**Work to be completed:** Would you retype all of these records exactly?

**Data lines:**
___
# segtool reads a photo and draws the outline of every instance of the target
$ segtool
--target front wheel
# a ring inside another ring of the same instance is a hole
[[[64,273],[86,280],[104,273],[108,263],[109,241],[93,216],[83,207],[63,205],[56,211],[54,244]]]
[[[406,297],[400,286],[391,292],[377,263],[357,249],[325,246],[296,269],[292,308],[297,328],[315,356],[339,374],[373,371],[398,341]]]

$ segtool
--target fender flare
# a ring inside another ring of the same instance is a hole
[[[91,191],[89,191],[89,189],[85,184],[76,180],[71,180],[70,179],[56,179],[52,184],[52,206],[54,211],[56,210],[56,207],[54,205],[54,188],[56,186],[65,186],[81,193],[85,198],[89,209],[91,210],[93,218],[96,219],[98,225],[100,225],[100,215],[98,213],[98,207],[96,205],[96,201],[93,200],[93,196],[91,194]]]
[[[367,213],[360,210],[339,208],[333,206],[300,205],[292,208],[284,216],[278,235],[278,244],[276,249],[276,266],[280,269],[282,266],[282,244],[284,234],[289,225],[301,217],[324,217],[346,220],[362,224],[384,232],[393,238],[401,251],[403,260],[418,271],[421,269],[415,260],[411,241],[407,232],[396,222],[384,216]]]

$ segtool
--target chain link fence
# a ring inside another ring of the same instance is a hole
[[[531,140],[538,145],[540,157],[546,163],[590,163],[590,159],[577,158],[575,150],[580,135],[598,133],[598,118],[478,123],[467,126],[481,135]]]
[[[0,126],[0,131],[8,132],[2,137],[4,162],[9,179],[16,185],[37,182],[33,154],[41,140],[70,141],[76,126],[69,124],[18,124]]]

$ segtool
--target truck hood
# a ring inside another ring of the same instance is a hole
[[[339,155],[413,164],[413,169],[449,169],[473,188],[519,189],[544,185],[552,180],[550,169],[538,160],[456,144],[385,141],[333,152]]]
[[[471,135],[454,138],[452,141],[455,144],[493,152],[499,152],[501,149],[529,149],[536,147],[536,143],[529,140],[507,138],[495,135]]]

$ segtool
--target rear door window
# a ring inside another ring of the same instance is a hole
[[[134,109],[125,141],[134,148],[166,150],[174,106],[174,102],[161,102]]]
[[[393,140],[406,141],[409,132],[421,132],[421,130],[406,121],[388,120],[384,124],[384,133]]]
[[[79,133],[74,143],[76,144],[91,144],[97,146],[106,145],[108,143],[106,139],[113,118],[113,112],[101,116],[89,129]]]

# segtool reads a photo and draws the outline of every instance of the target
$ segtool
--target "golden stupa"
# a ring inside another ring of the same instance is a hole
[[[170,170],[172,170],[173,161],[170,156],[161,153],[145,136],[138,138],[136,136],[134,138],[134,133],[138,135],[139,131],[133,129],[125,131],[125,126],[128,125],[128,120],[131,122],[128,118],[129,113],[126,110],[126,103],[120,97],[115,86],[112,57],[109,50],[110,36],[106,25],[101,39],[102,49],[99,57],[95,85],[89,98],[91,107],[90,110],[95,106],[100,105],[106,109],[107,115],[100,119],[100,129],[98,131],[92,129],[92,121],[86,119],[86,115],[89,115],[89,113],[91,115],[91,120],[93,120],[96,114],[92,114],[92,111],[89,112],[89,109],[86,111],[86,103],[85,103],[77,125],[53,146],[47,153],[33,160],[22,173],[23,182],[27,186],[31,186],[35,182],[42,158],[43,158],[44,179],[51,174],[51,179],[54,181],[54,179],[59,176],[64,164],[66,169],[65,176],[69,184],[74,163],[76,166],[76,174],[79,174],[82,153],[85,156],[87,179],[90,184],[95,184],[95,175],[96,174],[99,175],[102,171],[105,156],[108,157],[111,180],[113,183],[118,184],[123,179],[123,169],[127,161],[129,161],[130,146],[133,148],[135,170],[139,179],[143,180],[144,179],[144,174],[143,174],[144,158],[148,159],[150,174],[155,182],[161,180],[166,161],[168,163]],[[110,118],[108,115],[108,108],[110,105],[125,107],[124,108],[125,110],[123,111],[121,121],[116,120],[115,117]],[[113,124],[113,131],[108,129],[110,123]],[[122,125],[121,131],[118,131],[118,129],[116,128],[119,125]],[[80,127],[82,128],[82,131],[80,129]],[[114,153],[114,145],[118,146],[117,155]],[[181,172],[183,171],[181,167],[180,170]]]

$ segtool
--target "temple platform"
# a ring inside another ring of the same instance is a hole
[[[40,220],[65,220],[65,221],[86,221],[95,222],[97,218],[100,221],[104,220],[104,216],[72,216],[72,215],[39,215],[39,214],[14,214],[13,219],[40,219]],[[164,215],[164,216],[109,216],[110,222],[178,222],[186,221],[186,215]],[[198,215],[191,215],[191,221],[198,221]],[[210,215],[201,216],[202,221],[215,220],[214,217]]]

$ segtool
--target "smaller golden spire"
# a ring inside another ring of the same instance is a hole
___
**Task response:**
# segtool reads a photo and draws the outline of every instance of the target
$ segtool
--target front wheel
# a ring inside another ring of the same instance is a hole
[[[64,273],[86,280],[104,273],[108,263],[109,241],[93,216],[83,207],[63,205],[56,211],[54,244]]]
[[[406,297],[400,286],[391,292],[377,263],[357,249],[325,246],[296,269],[292,308],[297,328],[315,356],[339,374],[373,371],[398,341]]]

$ segtool
--target fender flare
# a ring inside another ring of the same instance is a hole
[[[91,191],[89,191],[89,189],[85,184],[76,180],[71,180],[70,179],[56,179],[52,184],[52,206],[54,211],[56,210],[56,207],[54,205],[54,188],[56,186],[65,186],[81,193],[85,198],[89,209],[91,210],[93,218],[96,219],[98,225],[100,225],[100,215],[98,213],[98,207],[96,205],[96,201],[93,200],[93,196],[91,194]]]
[[[367,213],[360,210],[339,208],[333,206],[300,205],[292,208],[284,216],[278,235],[278,244],[276,249],[276,266],[280,269],[282,266],[282,244],[284,234],[289,225],[301,217],[324,217],[346,220],[362,224],[384,232],[393,238],[401,251],[403,260],[418,271],[421,269],[415,260],[411,241],[407,232],[396,222],[384,216]]]

$ segtool
--target chain link fence
# a ring inside another ring of the same instance is a hole
[[[531,140],[538,145],[540,157],[546,163],[590,163],[590,159],[577,158],[575,150],[580,135],[598,133],[598,118],[478,123],[467,126],[481,135]]]
[[[0,126],[0,131],[8,132],[2,137],[4,162],[9,179],[16,185],[37,182],[33,154],[41,140],[70,141],[76,126],[69,124],[18,124]]]

$ segtool
--target truck hood
# a ring inside another ring of the same instance is a hole
[[[339,155],[413,164],[413,169],[449,169],[473,188],[519,189],[544,185],[552,180],[550,169],[538,160],[456,144],[385,141],[333,152]]]
[[[471,135],[454,138],[452,141],[455,144],[493,152],[499,152],[501,149],[529,149],[536,147],[536,143],[529,140],[507,138],[495,135]]]

$ segtool
--target rear door window
# a ring inside another ring of the same instance is a hole
[[[134,109],[125,141],[134,148],[166,150],[174,106],[174,102],[161,102]]]
[[[393,140],[406,141],[409,132],[421,132],[421,130],[406,121],[388,120],[384,124],[384,133]]]
[[[79,133],[74,143],[76,144],[91,144],[97,146],[106,145],[108,143],[106,139],[113,118],[113,112],[101,116],[89,129]]]

# segtool reads a photo and draws the outline of every instance of the target
$ segtool
--target "golden stupa"
# a ring inside another ring of the same instance is a hole
[[[170,170],[172,170],[173,161],[170,156],[161,153],[145,136],[138,138],[136,136],[134,138],[134,133],[138,135],[139,131],[133,129],[125,131],[125,126],[128,125],[128,120],[131,122],[128,118],[129,113],[126,110],[126,103],[120,97],[115,86],[112,57],[109,50],[110,36],[106,25],[101,39],[102,49],[99,57],[95,85],[89,98],[91,107],[90,110],[95,106],[100,105],[106,109],[107,115],[100,119],[100,129],[98,131],[92,129],[92,121],[86,119],[86,115],[89,115],[89,113],[91,115],[91,120],[93,120],[96,114],[92,114],[92,111],[89,112],[89,109],[86,111],[86,103],[85,103],[77,125],[53,146],[47,153],[33,160],[22,173],[23,182],[27,186],[31,186],[35,182],[42,158],[43,158],[44,179],[51,174],[51,179],[54,181],[54,179],[59,176],[64,164],[66,169],[65,176],[69,184],[74,163],[76,166],[76,174],[79,174],[82,153],[85,156],[87,179],[90,184],[95,184],[95,175],[96,174],[99,175],[102,171],[105,156],[108,157],[111,180],[113,183],[118,184],[123,179],[123,169],[127,161],[129,161],[130,146],[133,148],[135,170],[139,179],[143,180],[144,179],[144,174],[143,174],[144,158],[148,159],[150,174],[155,182],[161,180],[166,161],[168,163]],[[110,118],[108,115],[108,108],[110,105],[125,107],[124,108],[125,110],[123,111],[121,121],[116,120],[115,117]],[[113,124],[113,131],[108,129],[110,123]],[[122,125],[121,131],[118,131],[118,129],[116,128],[119,125]],[[80,127],[82,128],[82,131],[80,129]],[[114,153],[114,145],[118,146],[117,155]],[[181,172],[183,171],[181,167],[180,170]]]

$ segtool
--target "temple platform"
# a ring inside another ring of the same instance is a hole
[[[40,220],[65,220],[65,221],[86,221],[95,222],[97,218],[100,221],[104,220],[104,216],[72,216],[72,215],[39,215],[39,214],[14,214],[13,219],[40,219]],[[164,215],[164,216],[109,216],[110,222],[178,222],[186,221],[186,215]],[[198,215],[191,215],[191,221],[198,221]],[[210,215],[201,216],[202,221],[215,220],[214,217]]]

$ segtool
--target "smaller golden spire"
# a ring inside another ring of the same instance is a hole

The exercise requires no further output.